Please summarize the text below on IMPC participation in two sentences.
==== Extracted text
A track record of experience in high throughput phenotyping and/or large-scale knockout mouse production, allied to the physical resources to undertake such activities, or expertise in specialised (“Secondary level”) phenotyping that would add value to the resource and database.
For phenotyping centres, a commitment to phenotype at least 50 lines per year, preferably rising to 100 lines per year within the lifetime of Phase I of the IMPC programme.
For production centres, a commitment to generate at least 50 lines per year, with the ability to distribute live mice, embryos, and sperm, preferably rising to 100 lines per year within the lifetime of Phase I of the IMPC programme. For Secondary level phenotyping groups, a commitment to share data with the IMPC as a whole, and deposit the data into the IMPC Database in a timely fashion.
Agreement to work within the framework of the consortium, including commonly agreed phenotyping pipelines and IT structures. Demonstrable ability to provide the IT infrastructure for the local capture of production and/or phenotyping data and its upload to the IMPC data coordination centre(s).
Agreement to the full release of data to data coordination centres according to IMPC agreed procedures and timelines.
Agreement of production centres to provide the community access to live mice, embryos and sperm as soon as possible without intended hold backs, subject to legal or MTA restrictions.
To commit to ensure their best endeavours to provide funding support to the IMPC programme commensurate with their institutions providing the requisite commitments to participation in the programme.
To work to facilitate smooth and harmonious integration of the research networks recommendations and guidelines.
========
==== Information shown
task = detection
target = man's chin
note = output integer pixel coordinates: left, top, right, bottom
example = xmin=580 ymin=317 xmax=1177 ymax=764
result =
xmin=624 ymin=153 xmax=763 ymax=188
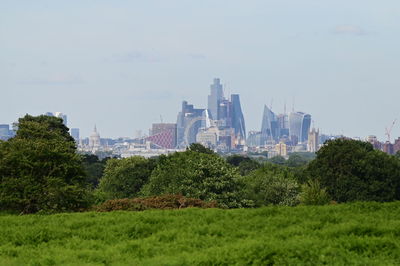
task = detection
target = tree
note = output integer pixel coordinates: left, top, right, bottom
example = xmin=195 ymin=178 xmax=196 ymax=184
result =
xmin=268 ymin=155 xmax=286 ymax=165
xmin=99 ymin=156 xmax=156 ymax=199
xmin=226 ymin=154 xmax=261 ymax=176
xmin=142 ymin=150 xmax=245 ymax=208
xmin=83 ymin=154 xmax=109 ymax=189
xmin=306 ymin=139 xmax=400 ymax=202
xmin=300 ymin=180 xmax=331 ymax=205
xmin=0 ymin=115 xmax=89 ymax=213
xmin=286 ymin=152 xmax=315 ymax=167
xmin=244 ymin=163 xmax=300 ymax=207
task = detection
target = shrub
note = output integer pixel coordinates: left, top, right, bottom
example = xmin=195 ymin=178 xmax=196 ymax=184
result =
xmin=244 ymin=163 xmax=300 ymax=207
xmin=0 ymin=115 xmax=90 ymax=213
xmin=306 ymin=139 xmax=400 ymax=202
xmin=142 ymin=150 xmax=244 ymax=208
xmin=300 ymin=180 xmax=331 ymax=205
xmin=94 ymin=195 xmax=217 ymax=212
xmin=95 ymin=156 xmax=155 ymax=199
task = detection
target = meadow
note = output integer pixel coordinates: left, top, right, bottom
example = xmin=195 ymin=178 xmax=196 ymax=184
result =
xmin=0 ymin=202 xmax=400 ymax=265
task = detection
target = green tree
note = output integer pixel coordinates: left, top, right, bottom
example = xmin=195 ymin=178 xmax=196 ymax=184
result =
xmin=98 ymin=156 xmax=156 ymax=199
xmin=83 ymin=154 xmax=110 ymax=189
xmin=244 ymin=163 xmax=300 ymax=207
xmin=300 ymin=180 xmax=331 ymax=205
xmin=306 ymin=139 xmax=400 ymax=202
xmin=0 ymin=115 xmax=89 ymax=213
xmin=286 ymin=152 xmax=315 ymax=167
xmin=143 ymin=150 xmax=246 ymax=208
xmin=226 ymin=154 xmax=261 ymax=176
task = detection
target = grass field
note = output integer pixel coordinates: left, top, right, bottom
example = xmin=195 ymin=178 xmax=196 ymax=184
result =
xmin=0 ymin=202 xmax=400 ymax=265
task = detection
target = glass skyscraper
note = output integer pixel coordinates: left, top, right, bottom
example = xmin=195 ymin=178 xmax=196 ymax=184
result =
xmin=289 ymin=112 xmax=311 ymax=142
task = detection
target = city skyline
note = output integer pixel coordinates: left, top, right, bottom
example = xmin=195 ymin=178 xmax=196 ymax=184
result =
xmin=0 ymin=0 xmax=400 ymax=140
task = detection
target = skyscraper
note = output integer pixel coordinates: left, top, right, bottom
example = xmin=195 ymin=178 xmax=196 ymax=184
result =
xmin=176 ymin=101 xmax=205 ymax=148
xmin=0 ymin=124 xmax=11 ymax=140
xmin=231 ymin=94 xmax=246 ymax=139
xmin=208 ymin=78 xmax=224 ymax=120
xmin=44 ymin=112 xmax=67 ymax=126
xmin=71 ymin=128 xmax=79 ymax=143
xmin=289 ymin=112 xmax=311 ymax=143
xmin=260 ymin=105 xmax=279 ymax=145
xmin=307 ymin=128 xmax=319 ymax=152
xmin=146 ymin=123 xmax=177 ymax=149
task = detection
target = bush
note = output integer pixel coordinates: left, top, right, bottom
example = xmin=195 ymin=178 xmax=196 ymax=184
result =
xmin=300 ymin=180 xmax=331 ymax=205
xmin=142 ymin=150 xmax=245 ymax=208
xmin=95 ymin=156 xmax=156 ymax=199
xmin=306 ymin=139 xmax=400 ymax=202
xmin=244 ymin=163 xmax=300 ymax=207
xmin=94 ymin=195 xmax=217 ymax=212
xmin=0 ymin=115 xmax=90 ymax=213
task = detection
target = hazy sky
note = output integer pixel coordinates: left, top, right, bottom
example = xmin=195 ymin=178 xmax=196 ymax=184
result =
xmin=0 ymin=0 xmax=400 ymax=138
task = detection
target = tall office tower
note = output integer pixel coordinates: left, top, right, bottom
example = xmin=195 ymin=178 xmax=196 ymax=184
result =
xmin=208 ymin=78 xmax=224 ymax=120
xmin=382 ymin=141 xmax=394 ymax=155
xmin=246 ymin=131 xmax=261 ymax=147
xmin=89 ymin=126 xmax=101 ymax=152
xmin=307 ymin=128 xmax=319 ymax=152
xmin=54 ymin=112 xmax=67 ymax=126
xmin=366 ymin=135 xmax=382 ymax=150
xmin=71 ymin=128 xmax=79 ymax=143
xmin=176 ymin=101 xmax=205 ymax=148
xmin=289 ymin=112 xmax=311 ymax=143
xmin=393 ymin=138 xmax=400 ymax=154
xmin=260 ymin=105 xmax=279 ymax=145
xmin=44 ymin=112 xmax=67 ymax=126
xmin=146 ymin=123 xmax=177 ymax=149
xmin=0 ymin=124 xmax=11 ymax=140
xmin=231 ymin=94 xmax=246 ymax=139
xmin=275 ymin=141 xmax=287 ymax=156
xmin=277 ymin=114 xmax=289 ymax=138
========
==== Information shown
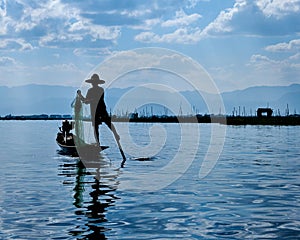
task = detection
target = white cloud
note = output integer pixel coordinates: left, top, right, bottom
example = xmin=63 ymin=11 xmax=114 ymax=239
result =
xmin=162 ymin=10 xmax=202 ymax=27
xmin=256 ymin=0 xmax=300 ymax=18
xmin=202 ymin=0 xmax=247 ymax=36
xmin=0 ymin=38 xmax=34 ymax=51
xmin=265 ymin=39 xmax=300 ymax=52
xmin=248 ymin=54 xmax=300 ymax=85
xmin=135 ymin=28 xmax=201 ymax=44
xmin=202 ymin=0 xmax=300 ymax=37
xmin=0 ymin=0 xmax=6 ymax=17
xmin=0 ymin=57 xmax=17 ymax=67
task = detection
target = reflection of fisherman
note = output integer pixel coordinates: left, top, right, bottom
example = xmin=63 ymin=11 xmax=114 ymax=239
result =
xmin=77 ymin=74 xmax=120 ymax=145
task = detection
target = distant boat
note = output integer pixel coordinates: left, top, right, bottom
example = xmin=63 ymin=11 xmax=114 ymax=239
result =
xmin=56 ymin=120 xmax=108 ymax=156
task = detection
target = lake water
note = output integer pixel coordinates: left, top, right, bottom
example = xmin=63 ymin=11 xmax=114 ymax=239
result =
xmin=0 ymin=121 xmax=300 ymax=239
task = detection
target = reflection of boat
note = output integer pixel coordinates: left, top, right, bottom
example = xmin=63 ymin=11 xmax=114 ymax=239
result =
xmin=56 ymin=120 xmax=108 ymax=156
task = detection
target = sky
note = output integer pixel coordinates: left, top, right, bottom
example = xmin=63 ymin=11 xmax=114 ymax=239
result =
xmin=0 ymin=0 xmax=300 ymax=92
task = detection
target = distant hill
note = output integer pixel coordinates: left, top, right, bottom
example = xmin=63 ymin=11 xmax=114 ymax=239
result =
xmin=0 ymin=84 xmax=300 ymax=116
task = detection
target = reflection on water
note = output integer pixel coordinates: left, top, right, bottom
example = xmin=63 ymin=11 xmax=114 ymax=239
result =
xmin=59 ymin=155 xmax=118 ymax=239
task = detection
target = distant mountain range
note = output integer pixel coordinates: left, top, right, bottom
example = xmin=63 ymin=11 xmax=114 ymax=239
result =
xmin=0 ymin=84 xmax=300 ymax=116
========
==== Information shown
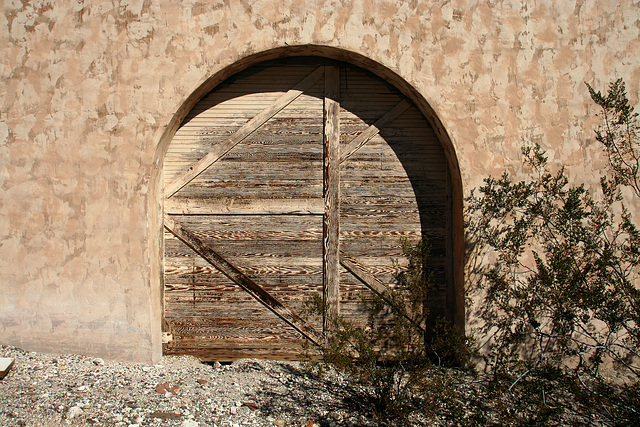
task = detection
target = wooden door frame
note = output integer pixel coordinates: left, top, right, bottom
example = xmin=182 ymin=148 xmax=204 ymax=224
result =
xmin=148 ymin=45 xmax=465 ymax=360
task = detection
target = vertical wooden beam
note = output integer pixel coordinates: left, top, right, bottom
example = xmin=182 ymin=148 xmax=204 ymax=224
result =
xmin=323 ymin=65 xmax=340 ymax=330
========
Your response:
The text lists what is expected of centers and groups in the IMPC program: relevant experience and resources in high throughput phenotyping, large-scale knockout mouse production or specialized secondary phenotyping, and, for phenotyping and production centers, a commitment to handle at least 50 lines per year, preferably rising to 100. Participants must also agree to work within the consortium's common phenotyping pipelines and IT structures, fully release data to the data coordination centers, give the community access to live mice, embryos and sperm, and use their best endeavors to provide funding support.